◆ **WORK REQUIRED**:
Extract, character for character, the stretch from the start of the records through the line containing "1 299 L 450", both ends included.

◆ **DATA FOR THE TASK**:
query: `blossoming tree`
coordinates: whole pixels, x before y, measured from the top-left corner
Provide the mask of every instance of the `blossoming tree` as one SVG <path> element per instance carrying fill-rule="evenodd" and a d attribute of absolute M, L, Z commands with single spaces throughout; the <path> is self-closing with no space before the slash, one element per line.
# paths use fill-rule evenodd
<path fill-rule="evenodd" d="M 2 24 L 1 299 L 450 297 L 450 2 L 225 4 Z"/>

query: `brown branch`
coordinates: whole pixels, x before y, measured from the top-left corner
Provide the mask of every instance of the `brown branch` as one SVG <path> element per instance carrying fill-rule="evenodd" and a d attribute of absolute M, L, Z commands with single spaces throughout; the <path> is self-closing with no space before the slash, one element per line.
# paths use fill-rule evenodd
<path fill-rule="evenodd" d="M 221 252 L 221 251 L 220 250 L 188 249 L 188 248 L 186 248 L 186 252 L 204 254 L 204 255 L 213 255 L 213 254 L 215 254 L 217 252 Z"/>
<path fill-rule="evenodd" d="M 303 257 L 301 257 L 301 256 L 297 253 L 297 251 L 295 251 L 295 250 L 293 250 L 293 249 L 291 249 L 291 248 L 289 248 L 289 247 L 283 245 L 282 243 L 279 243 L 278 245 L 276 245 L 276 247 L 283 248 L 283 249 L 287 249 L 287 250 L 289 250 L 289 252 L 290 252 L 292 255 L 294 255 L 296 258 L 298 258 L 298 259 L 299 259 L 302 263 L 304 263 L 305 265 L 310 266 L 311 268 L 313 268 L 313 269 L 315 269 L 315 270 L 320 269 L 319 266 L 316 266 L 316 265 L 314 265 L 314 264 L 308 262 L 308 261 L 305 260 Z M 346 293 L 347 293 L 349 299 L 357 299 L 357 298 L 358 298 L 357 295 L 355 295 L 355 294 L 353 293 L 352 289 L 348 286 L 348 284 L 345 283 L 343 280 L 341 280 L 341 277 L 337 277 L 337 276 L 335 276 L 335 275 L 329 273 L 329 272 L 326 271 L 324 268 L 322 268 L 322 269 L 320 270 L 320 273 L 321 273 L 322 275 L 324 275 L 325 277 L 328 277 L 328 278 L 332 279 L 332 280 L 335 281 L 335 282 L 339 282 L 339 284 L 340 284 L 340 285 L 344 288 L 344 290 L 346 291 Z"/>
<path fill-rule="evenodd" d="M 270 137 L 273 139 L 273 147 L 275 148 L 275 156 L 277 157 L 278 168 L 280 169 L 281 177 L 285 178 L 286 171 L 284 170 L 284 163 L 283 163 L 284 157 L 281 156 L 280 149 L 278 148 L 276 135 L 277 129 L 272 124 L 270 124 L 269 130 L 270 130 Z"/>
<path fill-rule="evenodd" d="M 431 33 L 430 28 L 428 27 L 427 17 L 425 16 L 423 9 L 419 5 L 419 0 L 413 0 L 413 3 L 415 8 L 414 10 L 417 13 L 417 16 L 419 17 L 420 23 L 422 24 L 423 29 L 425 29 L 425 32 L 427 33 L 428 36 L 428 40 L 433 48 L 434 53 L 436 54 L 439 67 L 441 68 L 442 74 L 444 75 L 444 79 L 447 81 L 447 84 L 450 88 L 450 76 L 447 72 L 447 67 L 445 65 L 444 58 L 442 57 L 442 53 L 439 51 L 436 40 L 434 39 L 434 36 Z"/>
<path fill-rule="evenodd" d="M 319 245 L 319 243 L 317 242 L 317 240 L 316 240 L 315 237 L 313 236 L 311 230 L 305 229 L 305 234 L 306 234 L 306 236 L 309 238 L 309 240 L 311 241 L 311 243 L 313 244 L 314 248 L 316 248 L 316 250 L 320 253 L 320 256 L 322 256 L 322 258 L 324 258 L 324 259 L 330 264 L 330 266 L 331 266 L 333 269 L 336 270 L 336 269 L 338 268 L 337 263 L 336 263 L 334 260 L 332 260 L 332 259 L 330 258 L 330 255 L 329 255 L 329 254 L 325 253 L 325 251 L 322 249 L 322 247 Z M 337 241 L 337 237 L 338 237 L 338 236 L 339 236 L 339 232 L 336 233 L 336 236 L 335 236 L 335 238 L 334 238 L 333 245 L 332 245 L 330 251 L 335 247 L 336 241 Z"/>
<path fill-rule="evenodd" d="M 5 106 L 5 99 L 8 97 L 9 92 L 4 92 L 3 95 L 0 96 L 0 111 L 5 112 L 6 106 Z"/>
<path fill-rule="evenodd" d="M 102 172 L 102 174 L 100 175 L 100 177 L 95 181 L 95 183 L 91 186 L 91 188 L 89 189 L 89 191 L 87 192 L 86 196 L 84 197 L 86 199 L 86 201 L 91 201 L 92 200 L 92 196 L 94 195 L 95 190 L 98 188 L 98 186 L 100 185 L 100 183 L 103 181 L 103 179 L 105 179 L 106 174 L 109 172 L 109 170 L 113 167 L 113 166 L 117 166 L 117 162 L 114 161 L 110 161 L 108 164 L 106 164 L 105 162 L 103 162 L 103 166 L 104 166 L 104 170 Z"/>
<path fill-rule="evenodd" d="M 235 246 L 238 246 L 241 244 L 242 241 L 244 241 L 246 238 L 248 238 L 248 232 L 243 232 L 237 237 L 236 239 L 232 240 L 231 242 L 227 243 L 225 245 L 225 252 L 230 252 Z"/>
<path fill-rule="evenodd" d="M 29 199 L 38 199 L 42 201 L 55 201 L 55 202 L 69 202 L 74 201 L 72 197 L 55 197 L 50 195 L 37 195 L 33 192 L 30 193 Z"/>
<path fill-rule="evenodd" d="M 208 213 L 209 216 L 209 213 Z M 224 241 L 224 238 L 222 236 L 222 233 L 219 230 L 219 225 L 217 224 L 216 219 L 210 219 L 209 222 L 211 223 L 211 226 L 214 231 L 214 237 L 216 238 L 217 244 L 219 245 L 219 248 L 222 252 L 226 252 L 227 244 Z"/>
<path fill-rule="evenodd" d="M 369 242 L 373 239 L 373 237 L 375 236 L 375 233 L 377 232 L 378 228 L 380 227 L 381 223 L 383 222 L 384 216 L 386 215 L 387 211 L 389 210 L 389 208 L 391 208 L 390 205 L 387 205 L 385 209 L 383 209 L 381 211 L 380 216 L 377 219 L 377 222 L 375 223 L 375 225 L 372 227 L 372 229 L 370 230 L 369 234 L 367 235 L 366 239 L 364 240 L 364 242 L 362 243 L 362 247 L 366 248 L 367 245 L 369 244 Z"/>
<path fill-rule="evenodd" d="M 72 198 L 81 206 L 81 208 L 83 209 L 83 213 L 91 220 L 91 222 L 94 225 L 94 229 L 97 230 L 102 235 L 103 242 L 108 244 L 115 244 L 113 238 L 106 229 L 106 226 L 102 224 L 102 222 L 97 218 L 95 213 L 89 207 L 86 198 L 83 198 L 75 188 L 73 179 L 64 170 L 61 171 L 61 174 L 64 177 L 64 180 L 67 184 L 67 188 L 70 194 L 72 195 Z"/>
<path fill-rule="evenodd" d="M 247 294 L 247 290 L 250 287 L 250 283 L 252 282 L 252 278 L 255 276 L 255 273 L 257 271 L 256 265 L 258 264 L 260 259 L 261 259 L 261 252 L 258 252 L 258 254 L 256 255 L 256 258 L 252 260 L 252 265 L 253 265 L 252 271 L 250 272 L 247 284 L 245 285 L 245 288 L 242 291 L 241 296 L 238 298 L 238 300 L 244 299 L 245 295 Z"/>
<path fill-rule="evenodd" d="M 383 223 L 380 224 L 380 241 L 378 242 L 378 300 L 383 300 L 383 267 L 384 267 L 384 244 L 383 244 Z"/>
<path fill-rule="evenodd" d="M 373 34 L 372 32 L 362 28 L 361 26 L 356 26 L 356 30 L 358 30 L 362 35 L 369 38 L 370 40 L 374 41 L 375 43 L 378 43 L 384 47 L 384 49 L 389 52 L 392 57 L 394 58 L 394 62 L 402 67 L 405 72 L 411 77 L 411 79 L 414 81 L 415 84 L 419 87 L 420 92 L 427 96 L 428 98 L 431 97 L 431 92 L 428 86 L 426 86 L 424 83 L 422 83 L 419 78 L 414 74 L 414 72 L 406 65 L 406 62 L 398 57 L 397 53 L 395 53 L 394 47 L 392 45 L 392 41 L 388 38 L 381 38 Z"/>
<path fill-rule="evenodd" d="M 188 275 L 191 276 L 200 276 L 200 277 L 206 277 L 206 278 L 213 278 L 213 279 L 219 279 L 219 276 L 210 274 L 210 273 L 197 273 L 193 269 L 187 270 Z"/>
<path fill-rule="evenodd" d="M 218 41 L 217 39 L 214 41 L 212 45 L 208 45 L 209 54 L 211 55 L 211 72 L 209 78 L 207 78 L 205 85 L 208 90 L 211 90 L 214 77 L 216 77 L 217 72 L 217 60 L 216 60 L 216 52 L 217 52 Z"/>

◆ **WRITTEN SOLUTION**:
query: `blossoming tree`
coordinates: whole pixels, x before y, measured from the top-left corner
Provide the mask of every instance of the `blossoming tree` as one SVG <path> element per instance carrying fill-rule="evenodd" and a d attribute of absolute M, L, Z commands with single spaces throughout; the <path> is self-closing with no space before the slash, one element per line.
# paths use fill-rule evenodd
<path fill-rule="evenodd" d="M 2 24 L 1 299 L 450 297 L 450 2 L 225 4 Z"/>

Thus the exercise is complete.